§ **PROBLEM DETAILS**
Set the records down again exactly, apart from any pictures in them.

(Free-text object descriptions)
════

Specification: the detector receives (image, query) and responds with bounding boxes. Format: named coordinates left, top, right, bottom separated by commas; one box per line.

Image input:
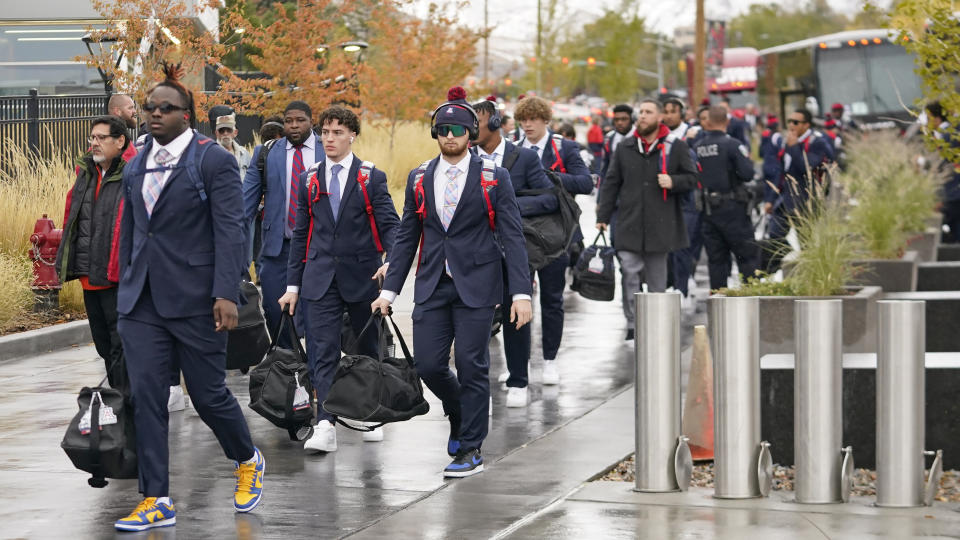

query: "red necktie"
left=289, top=145, right=305, bottom=233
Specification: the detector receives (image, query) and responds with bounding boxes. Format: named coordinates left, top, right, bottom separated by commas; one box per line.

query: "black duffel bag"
left=226, top=280, right=271, bottom=372
left=342, top=309, right=393, bottom=356
left=62, top=383, right=137, bottom=488
left=517, top=169, right=582, bottom=271
left=248, top=311, right=316, bottom=441
left=323, top=312, right=429, bottom=430
left=573, top=231, right=617, bottom=301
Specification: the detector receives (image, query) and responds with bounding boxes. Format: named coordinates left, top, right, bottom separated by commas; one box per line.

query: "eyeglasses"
left=87, top=134, right=118, bottom=143
left=786, top=119, right=803, bottom=125
left=142, top=102, right=188, bottom=114
left=217, top=127, right=235, bottom=134
left=436, top=124, right=468, bottom=137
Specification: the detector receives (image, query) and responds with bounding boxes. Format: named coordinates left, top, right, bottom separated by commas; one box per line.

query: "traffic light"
left=561, top=56, right=569, bottom=65
left=505, top=78, right=513, bottom=86
left=587, top=57, right=596, bottom=67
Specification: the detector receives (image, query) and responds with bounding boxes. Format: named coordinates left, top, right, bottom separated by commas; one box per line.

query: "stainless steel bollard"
left=794, top=299, right=845, bottom=504
left=876, top=300, right=926, bottom=507
left=634, top=292, right=690, bottom=492
left=709, top=296, right=768, bottom=499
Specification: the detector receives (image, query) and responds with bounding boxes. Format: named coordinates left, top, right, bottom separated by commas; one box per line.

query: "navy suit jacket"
left=471, top=141, right=557, bottom=217
left=779, top=133, right=835, bottom=211
left=727, top=117, right=751, bottom=151
left=383, top=154, right=531, bottom=308
left=286, top=156, right=399, bottom=302
left=242, top=136, right=326, bottom=258
left=118, top=131, right=246, bottom=318
left=537, top=132, right=594, bottom=195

════

§ **SOLUTION FOR THIS EXERCISE**
Specification: the detector receives (image, query) and responds with bounding boxes. Format: named coordinates left, top, right, bottom separated by commas; one box per line.

Image input:

query: "red necktie"
left=289, top=145, right=305, bottom=233
Specification: the detector receives (image, query) and responds with bounding boxes. Format: named coordinates left, top, right, bottom separated by commas; one box per line.

query: "black duffel bag"
left=226, top=280, right=271, bottom=372
left=342, top=309, right=393, bottom=356
left=62, top=383, right=137, bottom=488
left=517, top=169, right=582, bottom=271
left=248, top=311, right=316, bottom=441
left=323, top=312, right=429, bottom=430
left=573, top=231, right=617, bottom=301
Specification: the detector receives (image, query) and responds with bounding boxes. Format: named coordinates left, top, right, bottom separated by commas; one box per line.

query: "eyeglasses"
left=87, top=134, right=118, bottom=143
left=786, top=119, right=803, bottom=125
left=142, top=102, right=188, bottom=114
left=217, top=127, right=235, bottom=134
left=436, top=124, right=468, bottom=137
Specification: the detector receives (image, query) and responds with bounding boxes. Format: named coordinates left, top, right, bottom separated by commas; one box per line.

query: "traffic light"
left=561, top=56, right=569, bottom=65
left=505, top=78, right=513, bottom=86
left=587, top=57, right=596, bottom=67
Specification: the detector receives (image, query) and responds with bounding boxes. Format: named coordinates left, top, right, bottom separated by commas; one box per line.

query: "stainless steel bollard"
left=794, top=299, right=845, bottom=504
left=876, top=300, right=926, bottom=507
left=634, top=292, right=690, bottom=492
left=709, top=296, right=768, bottom=499
Specification: the detector receives (image, query) and responds with bounding boxes. Format: named coordinates left, top, right, bottom separated by commas; one box per line.

query: "navy suit jacket"
left=471, top=141, right=557, bottom=217
left=779, top=133, right=835, bottom=211
left=727, top=117, right=751, bottom=151
left=383, top=154, right=531, bottom=308
left=286, top=156, right=399, bottom=302
left=242, top=136, right=326, bottom=258
left=118, top=131, right=246, bottom=318
left=537, top=132, right=594, bottom=195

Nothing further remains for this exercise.